Pick each line that has "mask" out of the records.

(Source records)
>>>>>

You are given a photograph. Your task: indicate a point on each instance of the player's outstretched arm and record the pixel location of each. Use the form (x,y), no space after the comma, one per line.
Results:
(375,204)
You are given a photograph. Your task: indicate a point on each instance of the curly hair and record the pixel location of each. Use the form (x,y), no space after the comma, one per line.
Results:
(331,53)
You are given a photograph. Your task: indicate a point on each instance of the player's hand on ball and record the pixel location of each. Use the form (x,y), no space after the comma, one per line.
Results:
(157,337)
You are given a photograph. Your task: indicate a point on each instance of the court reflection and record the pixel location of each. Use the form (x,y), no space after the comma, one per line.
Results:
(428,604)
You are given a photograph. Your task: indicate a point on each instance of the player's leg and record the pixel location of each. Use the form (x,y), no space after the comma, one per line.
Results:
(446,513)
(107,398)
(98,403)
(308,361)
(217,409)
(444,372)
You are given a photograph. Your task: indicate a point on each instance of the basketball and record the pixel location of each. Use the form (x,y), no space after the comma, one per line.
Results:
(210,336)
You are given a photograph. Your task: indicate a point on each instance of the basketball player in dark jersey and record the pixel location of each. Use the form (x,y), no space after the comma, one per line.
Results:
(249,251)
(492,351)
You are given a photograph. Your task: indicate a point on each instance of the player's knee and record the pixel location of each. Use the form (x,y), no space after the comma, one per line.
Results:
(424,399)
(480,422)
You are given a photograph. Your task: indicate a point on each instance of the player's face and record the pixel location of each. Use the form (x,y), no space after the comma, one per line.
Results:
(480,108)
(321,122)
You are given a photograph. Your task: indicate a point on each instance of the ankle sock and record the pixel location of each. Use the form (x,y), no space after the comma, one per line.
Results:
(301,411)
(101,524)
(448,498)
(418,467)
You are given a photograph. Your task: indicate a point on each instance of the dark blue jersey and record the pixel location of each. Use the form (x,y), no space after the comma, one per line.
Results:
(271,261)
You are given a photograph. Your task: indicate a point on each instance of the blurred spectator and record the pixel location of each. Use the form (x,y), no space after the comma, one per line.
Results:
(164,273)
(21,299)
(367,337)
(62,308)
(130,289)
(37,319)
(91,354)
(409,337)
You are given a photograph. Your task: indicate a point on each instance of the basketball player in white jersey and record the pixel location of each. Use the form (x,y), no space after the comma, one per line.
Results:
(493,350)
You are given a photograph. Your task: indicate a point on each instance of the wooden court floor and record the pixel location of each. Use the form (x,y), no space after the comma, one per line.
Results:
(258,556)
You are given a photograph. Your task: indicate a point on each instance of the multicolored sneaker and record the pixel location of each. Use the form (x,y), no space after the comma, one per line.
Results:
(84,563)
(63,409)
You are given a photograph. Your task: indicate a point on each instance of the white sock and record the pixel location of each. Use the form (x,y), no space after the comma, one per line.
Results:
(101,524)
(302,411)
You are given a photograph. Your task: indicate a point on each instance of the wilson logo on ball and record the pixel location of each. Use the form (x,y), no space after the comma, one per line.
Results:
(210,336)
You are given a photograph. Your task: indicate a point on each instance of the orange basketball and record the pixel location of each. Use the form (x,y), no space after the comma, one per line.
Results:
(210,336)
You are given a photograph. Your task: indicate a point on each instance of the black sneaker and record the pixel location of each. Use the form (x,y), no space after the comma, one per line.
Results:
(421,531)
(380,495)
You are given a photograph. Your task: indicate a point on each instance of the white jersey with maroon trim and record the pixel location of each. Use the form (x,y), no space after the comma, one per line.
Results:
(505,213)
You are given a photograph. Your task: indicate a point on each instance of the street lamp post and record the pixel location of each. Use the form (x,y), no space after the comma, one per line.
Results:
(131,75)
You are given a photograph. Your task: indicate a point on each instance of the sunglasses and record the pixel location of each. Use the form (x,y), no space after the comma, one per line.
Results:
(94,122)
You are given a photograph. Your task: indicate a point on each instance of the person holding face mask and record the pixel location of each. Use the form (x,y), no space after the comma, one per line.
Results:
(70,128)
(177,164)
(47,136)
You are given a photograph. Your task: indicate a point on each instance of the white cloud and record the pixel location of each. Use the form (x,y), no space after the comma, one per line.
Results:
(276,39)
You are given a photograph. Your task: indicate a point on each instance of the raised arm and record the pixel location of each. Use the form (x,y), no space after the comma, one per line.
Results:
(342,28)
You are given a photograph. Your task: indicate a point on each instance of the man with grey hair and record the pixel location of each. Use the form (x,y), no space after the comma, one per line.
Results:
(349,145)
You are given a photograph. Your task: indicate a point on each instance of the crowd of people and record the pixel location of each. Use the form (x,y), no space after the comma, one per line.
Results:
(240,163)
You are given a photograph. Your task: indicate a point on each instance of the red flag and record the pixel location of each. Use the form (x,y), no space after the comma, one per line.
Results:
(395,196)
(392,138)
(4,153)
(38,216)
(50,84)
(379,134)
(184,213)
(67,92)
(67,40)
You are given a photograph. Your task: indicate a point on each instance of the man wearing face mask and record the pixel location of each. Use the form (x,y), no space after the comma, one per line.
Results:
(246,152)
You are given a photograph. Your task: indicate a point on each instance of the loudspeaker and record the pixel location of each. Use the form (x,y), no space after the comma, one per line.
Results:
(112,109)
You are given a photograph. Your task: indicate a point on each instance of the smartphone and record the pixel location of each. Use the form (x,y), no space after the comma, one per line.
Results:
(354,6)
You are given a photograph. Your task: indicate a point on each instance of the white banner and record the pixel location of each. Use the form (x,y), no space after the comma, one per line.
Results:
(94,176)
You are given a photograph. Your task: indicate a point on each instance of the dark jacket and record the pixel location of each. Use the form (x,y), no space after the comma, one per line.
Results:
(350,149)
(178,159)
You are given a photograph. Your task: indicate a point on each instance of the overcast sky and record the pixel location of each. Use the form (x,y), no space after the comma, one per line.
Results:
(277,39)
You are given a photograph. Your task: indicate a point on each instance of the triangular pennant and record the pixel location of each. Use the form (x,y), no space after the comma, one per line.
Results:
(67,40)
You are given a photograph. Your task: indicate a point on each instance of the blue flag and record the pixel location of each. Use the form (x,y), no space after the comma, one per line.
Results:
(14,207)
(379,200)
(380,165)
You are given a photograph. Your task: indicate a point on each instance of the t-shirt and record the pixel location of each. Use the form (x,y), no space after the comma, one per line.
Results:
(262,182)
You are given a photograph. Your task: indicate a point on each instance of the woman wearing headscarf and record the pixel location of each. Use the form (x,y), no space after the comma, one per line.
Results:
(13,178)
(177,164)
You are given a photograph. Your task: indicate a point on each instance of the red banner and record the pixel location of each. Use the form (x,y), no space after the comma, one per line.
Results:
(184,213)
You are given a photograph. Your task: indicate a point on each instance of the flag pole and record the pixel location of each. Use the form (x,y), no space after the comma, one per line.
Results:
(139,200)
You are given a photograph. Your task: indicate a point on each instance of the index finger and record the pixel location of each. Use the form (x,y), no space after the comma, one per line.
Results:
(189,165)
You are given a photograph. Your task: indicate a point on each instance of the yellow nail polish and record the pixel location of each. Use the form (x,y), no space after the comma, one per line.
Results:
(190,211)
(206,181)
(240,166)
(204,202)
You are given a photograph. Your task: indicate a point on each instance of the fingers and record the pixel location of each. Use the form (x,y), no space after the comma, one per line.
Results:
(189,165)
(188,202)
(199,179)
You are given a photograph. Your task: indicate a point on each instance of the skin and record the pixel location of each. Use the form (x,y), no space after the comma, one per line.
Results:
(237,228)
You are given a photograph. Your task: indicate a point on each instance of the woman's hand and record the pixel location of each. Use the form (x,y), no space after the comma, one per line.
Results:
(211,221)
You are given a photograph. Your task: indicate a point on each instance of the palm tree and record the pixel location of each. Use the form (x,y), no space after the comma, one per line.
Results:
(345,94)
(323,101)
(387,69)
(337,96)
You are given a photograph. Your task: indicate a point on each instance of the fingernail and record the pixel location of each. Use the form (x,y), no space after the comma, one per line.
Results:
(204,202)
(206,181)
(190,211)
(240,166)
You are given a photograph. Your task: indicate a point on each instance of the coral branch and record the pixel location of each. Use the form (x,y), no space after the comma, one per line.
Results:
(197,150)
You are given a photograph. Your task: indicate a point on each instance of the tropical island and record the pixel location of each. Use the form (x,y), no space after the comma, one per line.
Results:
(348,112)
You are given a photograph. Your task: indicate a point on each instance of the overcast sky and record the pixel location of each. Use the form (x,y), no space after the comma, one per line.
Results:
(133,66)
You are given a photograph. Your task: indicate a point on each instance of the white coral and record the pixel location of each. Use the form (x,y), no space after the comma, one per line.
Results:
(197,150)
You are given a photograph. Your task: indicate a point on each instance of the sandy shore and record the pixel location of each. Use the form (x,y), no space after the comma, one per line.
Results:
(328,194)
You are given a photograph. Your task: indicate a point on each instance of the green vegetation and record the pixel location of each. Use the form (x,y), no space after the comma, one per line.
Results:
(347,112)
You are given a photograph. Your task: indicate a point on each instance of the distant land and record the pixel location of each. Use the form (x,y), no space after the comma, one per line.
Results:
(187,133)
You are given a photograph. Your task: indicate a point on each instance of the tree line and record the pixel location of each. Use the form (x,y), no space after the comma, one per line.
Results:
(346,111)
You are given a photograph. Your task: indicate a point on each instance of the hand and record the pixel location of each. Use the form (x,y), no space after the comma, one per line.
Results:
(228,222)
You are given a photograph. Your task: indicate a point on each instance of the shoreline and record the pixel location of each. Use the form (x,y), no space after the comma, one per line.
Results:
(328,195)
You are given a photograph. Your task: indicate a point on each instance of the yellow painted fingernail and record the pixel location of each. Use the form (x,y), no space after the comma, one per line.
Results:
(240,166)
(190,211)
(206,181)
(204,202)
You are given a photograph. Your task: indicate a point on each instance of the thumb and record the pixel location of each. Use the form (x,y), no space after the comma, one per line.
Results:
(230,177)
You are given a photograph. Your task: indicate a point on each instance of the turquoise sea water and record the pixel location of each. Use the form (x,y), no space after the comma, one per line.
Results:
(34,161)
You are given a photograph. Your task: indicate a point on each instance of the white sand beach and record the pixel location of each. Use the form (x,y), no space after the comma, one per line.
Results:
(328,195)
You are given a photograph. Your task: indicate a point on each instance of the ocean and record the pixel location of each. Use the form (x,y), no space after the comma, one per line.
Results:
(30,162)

<<<<<

→ PROBLEM SOLUTION
You are given a photograph. Your task: indicate a point on each instance of the person holding face mask and record the pixel location of each. Use the form (x,y), no space after the comma, one per line.
You are given a photograph. Your task: indicate a point on each instance of the man wearing face mask and record the pixel location of each. Use the form (x,y), no space after the comma, one per line.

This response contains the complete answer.